## DIRECTIONS
Report every line in the items below that contains the string "hare". Matching is case-sensitive.

— begin EXERCISE INPUT —

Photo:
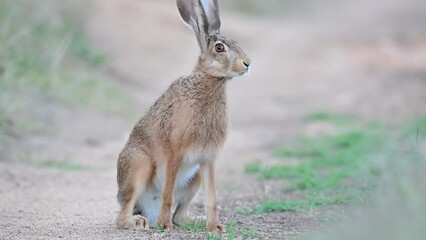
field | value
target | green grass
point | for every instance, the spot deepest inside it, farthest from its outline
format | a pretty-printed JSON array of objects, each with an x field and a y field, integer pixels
[
  {"x": 45, "y": 59},
  {"x": 325, "y": 170},
  {"x": 396, "y": 210},
  {"x": 233, "y": 231},
  {"x": 62, "y": 165}
]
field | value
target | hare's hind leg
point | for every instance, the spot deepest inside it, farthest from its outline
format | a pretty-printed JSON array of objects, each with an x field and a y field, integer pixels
[
  {"x": 180, "y": 215},
  {"x": 133, "y": 174}
]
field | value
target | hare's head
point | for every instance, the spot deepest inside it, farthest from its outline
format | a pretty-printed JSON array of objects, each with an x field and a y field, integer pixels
[{"x": 220, "y": 57}]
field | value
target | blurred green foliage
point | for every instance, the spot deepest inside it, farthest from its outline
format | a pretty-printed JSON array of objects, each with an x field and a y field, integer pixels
[
  {"x": 45, "y": 58},
  {"x": 336, "y": 168}
]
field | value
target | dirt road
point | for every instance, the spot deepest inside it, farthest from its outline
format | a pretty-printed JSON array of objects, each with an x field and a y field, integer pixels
[{"x": 356, "y": 57}]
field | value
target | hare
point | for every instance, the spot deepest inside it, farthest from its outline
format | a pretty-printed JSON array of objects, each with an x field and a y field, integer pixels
[{"x": 171, "y": 150}]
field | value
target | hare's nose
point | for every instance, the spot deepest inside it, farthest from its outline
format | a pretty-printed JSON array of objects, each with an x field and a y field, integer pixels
[{"x": 246, "y": 63}]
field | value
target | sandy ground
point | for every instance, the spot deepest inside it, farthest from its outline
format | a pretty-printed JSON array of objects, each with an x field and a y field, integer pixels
[{"x": 357, "y": 57}]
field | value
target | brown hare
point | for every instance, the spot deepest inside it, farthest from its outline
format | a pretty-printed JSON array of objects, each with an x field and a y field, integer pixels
[{"x": 172, "y": 149}]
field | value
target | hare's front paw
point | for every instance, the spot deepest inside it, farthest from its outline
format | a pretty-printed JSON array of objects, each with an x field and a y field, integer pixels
[
  {"x": 215, "y": 227},
  {"x": 136, "y": 223}
]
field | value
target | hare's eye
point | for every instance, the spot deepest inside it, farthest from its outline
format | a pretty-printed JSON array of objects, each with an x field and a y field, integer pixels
[{"x": 219, "y": 47}]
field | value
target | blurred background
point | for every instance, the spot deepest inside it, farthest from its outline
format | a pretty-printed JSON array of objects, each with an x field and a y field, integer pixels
[{"x": 329, "y": 125}]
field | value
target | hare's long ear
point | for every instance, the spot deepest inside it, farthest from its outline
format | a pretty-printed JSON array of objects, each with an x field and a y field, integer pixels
[
  {"x": 211, "y": 7},
  {"x": 193, "y": 14}
]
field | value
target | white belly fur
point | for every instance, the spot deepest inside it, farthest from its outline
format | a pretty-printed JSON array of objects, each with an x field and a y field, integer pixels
[{"x": 150, "y": 199}]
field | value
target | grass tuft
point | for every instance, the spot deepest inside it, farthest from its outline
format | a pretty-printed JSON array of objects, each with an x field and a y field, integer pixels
[{"x": 325, "y": 169}]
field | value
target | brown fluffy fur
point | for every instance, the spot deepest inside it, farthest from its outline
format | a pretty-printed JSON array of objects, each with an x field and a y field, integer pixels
[{"x": 190, "y": 114}]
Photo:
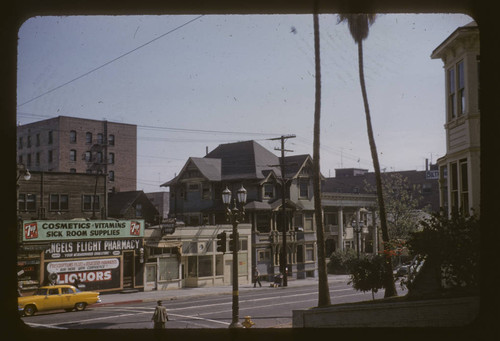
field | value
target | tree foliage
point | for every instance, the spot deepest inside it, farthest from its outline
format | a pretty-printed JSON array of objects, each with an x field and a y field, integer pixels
[
  {"x": 453, "y": 244},
  {"x": 368, "y": 273},
  {"x": 401, "y": 205}
]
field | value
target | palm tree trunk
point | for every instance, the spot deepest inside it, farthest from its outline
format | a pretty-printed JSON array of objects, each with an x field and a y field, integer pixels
[
  {"x": 390, "y": 288},
  {"x": 323, "y": 290}
]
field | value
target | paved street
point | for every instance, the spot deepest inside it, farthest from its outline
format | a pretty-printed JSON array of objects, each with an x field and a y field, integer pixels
[{"x": 268, "y": 307}]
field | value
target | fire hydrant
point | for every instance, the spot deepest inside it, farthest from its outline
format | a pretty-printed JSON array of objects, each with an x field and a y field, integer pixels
[{"x": 247, "y": 323}]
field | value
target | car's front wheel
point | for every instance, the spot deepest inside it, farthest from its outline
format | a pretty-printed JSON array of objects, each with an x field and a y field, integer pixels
[
  {"x": 80, "y": 306},
  {"x": 29, "y": 310}
]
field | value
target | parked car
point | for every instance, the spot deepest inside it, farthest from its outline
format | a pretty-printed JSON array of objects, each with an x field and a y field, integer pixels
[{"x": 56, "y": 297}]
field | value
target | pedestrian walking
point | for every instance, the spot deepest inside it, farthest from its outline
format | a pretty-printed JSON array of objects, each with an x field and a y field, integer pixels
[
  {"x": 159, "y": 316},
  {"x": 256, "y": 277}
]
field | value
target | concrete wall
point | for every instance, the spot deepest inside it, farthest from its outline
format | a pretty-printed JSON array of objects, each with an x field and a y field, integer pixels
[{"x": 430, "y": 313}]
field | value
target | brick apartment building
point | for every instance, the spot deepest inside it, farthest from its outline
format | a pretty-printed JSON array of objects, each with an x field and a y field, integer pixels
[{"x": 76, "y": 145}]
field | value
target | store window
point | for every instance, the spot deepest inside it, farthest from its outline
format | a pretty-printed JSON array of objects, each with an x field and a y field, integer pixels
[
  {"x": 58, "y": 202},
  {"x": 219, "y": 265},
  {"x": 168, "y": 268},
  {"x": 205, "y": 266},
  {"x": 88, "y": 202},
  {"x": 309, "y": 253},
  {"x": 304, "y": 188},
  {"x": 268, "y": 191},
  {"x": 27, "y": 202}
]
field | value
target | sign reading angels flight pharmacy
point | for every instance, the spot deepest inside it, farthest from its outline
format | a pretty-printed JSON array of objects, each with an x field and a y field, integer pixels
[{"x": 44, "y": 230}]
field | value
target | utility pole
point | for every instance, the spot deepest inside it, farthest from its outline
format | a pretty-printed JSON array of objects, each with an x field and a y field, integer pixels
[{"x": 283, "y": 261}]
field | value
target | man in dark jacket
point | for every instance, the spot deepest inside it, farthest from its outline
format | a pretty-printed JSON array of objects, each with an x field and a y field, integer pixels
[{"x": 160, "y": 316}]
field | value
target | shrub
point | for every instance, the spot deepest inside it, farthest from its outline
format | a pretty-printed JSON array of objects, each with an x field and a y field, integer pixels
[
  {"x": 339, "y": 262},
  {"x": 452, "y": 243},
  {"x": 367, "y": 273}
]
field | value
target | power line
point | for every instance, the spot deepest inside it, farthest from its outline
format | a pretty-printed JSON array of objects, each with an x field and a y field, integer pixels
[{"x": 111, "y": 61}]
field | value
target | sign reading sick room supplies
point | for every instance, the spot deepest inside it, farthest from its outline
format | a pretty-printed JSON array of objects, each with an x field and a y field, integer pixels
[{"x": 38, "y": 230}]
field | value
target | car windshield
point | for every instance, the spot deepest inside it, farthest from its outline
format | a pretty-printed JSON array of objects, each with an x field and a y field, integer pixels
[{"x": 41, "y": 291}]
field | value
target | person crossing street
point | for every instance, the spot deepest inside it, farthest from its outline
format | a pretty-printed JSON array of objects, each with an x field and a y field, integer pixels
[
  {"x": 256, "y": 277},
  {"x": 160, "y": 316}
]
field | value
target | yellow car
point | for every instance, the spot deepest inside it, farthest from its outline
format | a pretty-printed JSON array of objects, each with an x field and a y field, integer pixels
[{"x": 56, "y": 297}]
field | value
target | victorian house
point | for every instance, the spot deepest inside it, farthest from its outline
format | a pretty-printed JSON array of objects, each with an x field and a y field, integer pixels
[
  {"x": 196, "y": 200},
  {"x": 459, "y": 169}
]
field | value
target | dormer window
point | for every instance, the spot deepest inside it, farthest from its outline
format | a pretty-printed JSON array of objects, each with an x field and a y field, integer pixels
[
  {"x": 456, "y": 90},
  {"x": 268, "y": 191},
  {"x": 304, "y": 188}
]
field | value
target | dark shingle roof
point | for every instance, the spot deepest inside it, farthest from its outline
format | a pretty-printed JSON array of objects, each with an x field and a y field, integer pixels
[
  {"x": 119, "y": 202},
  {"x": 357, "y": 184},
  {"x": 244, "y": 160}
]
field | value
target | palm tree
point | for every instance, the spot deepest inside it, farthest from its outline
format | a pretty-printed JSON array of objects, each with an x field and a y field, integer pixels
[
  {"x": 323, "y": 290},
  {"x": 359, "y": 27}
]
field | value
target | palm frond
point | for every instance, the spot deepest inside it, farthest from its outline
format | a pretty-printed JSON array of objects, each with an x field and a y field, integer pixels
[{"x": 359, "y": 24}]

— end EXERCISE INPUT —

## WORKED SOLUTION
target | hare's hind leg
target | hare's head
target | hare
target | hare's nose
target | brown hare
target | hare's front paw
target | hare's eye
target | hare's long ear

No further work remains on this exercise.